» **RECORDS FOR THE TASK**
====================

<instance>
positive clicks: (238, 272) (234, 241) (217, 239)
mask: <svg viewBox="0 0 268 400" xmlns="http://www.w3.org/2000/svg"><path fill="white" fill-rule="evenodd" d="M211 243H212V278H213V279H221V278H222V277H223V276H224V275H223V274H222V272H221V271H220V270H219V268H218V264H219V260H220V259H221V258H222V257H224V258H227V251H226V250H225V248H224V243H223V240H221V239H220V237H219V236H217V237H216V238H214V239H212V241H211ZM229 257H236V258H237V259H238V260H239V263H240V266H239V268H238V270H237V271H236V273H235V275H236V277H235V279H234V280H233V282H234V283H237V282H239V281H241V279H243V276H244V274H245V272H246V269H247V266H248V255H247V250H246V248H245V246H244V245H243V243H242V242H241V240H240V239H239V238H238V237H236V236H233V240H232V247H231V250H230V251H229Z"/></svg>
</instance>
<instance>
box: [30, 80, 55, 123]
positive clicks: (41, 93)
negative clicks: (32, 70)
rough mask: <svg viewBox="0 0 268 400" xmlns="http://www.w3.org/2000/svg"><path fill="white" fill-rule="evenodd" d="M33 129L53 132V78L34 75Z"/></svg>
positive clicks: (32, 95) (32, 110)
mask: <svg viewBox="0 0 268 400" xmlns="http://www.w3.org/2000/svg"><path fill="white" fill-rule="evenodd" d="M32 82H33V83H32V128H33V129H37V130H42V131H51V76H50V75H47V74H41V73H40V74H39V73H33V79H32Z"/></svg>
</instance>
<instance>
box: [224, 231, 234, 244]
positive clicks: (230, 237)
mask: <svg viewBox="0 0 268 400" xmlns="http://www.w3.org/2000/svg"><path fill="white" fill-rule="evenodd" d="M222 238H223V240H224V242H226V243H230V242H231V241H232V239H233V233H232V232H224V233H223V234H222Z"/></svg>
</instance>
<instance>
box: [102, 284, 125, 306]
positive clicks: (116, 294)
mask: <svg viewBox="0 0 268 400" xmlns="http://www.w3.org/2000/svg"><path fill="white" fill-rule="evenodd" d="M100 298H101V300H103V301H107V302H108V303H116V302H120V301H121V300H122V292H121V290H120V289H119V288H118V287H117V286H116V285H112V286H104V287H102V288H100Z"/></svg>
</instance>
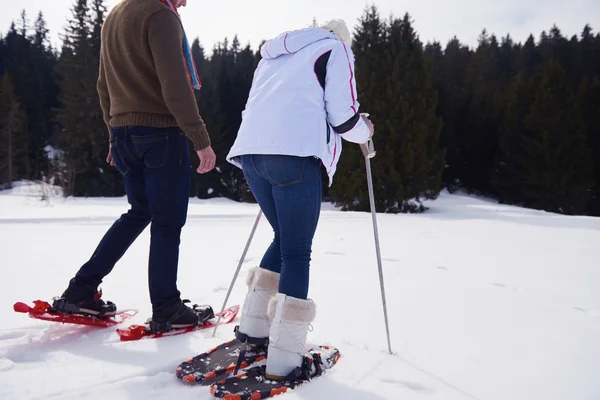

====================

Send back every one of the lines above word for word, without the pictures.

<instance>
positive clicks: (238, 272) (234, 241) (217, 239)
mask: <svg viewBox="0 0 268 400" xmlns="http://www.w3.org/2000/svg"><path fill="white" fill-rule="evenodd" d="M211 243H212V278H213V279H221V278H222V277H223V276H224V275H223V274H222V272H221V271H220V270H219V268H218V264H219V260H220V259H221V258H222V257H224V258H227V251H226V250H225V248H224V243H223V240H221V239H220V237H219V236H217V237H216V238H214V239H212V241H211ZM229 257H236V258H237V259H238V260H239V263H240V266H239V268H238V270H237V271H236V273H235V275H236V277H235V279H234V280H233V282H234V283H237V282H239V281H241V279H243V276H244V274H245V272H246V269H247V266H248V255H247V250H246V248H245V246H244V245H243V243H242V242H241V240H240V239H239V238H238V237H236V236H233V240H232V247H231V250H230V251H229Z"/></svg>
</instance>
<instance>
box: [30, 80, 55, 123]
positive clicks: (41, 93)
negative clicks: (32, 70)
rough mask: <svg viewBox="0 0 268 400" xmlns="http://www.w3.org/2000/svg"><path fill="white" fill-rule="evenodd" d="M33 129L53 132V78L34 75Z"/></svg>
positive clicks: (32, 95) (32, 110)
mask: <svg viewBox="0 0 268 400" xmlns="http://www.w3.org/2000/svg"><path fill="white" fill-rule="evenodd" d="M32 82H33V83H32V128H33V129H37V130H42V131H51V76H50V75H47V74H41V73H40V74H39V73H33V79H32Z"/></svg>
</instance>
<instance>
box: [224, 231, 234, 244]
positive clicks: (230, 237)
mask: <svg viewBox="0 0 268 400" xmlns="http://www.w3.org/2000/svg"><path fill="white" fill-rule="evenodd" d="M222 238H223V240H224V242H226V243H230V242H231V241H232V239H233V233H232V232H224V233H223V234H222Z"/></svg>
</instance>
<instance>
box: [102, 284, 125, 306]
positive clicks: (116, 294)
mask: <svg viewBox="0 0 268 400" xmlns="http://www.w3.org/2000/svg"><path fill="white" fill-rule="evenodd" d="M100 298H101V300H103V301H107V302H108V303H116V302H120V301H121V300H122V292H121V290H120V289H119V288H118V287H117V286H116V285H112V286H104V287H102V288H100Z"/></svg>
</instance>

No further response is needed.